→ WHAT IS EXPECTED: Copying exactly, give the lines in the material below from the one with "Practice. Annotate every instance of the small" to the one with "x=495 y=478", ends included, and nothing besides.

→ DATASET ENTRIES:
• • • •
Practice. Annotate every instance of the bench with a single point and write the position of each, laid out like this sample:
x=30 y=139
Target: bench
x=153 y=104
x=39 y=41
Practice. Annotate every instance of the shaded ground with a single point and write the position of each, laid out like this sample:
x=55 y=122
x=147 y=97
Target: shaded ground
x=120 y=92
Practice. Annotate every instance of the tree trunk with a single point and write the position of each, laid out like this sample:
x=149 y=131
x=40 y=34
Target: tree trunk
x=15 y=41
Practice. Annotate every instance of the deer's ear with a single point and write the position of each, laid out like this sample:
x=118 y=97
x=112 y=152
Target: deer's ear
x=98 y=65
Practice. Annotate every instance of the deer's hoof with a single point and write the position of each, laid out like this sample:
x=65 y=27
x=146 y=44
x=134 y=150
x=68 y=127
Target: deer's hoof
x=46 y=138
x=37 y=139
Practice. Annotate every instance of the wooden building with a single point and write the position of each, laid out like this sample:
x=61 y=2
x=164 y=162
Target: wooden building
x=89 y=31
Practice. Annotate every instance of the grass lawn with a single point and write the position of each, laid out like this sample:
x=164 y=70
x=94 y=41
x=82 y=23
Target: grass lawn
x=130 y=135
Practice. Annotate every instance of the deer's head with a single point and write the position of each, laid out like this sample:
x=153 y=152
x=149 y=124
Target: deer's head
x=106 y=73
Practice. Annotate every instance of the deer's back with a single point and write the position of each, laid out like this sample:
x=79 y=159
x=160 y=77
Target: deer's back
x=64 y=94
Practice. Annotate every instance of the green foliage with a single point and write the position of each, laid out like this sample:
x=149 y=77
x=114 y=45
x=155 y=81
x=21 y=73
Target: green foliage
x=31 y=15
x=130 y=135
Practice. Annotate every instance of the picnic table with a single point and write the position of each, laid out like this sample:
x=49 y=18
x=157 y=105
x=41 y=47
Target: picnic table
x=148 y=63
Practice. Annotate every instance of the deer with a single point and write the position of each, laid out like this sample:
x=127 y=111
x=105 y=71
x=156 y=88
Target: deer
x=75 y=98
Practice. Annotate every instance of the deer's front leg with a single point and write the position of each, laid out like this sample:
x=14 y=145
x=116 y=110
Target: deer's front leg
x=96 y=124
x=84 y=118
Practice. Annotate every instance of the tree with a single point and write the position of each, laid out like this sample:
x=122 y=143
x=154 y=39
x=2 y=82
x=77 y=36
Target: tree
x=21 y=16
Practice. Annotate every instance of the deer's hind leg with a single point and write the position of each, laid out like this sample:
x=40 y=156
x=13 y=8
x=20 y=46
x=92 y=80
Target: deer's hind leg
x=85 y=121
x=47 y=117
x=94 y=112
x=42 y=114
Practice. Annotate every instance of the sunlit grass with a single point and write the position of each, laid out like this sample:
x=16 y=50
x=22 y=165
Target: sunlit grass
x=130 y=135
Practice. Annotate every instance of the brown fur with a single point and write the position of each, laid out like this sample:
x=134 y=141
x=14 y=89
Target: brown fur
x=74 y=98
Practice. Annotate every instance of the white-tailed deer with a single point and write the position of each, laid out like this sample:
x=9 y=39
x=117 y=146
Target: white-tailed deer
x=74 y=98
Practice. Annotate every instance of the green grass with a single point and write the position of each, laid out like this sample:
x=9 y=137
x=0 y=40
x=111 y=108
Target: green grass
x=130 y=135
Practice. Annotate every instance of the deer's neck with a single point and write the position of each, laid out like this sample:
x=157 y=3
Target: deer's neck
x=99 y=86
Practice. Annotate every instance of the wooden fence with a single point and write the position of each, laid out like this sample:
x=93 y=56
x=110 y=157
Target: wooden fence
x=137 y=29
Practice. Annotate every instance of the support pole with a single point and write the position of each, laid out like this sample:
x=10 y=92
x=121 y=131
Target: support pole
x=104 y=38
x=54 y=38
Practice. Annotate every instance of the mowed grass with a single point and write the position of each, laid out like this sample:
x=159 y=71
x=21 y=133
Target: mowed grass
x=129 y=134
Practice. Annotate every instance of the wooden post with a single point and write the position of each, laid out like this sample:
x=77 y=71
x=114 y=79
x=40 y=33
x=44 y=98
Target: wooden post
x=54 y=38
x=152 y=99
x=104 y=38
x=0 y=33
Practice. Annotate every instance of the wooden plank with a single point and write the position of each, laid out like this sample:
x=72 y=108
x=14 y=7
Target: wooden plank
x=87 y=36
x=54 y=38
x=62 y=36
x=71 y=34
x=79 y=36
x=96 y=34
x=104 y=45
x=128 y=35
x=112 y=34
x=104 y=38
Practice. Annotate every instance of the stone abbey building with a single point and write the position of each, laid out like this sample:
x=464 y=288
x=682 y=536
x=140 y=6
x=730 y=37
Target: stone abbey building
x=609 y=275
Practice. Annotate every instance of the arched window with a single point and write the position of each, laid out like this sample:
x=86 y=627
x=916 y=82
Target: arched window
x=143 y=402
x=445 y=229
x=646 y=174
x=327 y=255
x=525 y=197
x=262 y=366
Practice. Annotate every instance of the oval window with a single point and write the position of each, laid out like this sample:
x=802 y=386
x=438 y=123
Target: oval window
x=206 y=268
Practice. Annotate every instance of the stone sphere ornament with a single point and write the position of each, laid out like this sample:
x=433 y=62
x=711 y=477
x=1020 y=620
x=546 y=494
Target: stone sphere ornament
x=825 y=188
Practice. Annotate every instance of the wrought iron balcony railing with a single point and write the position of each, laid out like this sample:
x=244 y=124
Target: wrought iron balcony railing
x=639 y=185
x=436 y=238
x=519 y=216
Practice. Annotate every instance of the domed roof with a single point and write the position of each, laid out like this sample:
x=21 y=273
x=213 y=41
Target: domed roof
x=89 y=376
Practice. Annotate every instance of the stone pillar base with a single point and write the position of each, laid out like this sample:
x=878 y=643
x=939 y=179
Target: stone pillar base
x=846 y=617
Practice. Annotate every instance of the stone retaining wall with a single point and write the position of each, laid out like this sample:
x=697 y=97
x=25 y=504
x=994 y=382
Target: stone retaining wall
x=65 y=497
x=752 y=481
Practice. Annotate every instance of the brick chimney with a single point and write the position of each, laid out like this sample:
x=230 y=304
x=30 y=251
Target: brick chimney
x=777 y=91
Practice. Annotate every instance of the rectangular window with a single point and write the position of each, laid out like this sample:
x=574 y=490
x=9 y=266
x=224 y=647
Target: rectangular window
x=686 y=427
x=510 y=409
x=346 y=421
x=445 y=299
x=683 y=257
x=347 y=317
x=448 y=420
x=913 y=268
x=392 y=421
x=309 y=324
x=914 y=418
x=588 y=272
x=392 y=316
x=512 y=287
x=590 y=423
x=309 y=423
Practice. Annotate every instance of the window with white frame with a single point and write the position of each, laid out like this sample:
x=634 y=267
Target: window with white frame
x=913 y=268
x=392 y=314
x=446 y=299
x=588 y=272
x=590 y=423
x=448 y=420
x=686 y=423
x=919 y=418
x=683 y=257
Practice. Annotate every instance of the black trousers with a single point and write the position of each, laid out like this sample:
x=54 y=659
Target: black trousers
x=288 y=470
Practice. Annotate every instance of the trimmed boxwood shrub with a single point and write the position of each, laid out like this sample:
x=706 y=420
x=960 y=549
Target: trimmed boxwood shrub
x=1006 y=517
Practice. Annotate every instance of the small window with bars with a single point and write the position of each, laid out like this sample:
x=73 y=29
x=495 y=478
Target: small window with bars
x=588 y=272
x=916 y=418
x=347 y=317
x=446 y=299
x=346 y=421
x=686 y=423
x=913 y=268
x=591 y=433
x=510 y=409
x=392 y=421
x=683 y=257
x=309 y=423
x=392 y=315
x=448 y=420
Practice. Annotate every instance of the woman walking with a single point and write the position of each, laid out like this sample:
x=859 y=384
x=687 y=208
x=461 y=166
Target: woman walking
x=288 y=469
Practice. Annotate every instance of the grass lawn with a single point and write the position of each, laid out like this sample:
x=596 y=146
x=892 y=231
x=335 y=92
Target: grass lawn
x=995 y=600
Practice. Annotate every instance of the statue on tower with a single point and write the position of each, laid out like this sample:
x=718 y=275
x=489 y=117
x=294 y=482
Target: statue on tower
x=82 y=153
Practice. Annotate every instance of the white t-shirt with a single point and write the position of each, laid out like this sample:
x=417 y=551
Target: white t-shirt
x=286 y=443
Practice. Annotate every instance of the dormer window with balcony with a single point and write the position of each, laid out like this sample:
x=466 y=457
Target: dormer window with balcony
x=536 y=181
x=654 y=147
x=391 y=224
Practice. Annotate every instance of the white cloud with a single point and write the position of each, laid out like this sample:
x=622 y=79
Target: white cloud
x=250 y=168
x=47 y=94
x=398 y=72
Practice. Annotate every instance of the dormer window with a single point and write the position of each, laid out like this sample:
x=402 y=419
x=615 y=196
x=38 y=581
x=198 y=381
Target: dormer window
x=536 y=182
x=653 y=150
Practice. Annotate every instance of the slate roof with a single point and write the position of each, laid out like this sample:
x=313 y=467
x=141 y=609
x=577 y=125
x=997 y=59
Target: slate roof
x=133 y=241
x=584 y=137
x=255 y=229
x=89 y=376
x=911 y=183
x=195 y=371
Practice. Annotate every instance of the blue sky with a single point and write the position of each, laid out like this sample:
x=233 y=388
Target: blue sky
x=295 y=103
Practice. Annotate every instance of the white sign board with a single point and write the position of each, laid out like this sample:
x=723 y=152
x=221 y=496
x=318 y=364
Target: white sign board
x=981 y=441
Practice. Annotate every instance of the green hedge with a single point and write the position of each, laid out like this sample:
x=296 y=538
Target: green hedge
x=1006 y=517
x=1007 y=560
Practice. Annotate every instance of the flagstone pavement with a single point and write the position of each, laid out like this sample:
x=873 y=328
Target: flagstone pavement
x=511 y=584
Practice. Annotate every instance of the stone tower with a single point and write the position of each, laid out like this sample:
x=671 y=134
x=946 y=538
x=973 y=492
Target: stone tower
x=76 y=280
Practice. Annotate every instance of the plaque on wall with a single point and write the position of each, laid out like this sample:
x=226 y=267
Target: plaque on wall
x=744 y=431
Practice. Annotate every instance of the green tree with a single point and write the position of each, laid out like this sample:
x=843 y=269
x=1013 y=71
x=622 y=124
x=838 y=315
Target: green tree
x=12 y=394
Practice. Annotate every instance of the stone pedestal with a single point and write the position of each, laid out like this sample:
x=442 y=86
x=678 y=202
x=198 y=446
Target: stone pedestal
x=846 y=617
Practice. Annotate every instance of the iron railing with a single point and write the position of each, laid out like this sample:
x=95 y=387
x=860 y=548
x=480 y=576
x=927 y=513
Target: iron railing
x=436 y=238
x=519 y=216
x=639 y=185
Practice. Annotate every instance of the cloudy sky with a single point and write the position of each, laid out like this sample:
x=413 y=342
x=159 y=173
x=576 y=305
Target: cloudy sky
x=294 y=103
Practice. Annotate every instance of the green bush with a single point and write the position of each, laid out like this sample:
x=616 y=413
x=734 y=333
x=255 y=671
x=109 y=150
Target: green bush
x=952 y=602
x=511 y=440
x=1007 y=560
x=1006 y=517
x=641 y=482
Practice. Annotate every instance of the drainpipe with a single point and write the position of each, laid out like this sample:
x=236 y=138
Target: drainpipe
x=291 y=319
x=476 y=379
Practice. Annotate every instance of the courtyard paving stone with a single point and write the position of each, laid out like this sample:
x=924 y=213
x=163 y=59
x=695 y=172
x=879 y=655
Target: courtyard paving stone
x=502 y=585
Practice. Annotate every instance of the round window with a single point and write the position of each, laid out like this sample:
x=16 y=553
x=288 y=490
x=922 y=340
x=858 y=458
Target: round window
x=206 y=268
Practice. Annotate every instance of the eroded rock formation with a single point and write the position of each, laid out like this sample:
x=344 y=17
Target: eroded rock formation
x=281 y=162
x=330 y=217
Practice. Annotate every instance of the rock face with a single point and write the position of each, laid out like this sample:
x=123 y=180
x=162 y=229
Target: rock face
• • • •
→ RESPONSE AREA:
Practice. Annotate every instance of the small window with bars with a single point and write the position of each, laid out like this sample:
x=73 y=29
x=495 y=478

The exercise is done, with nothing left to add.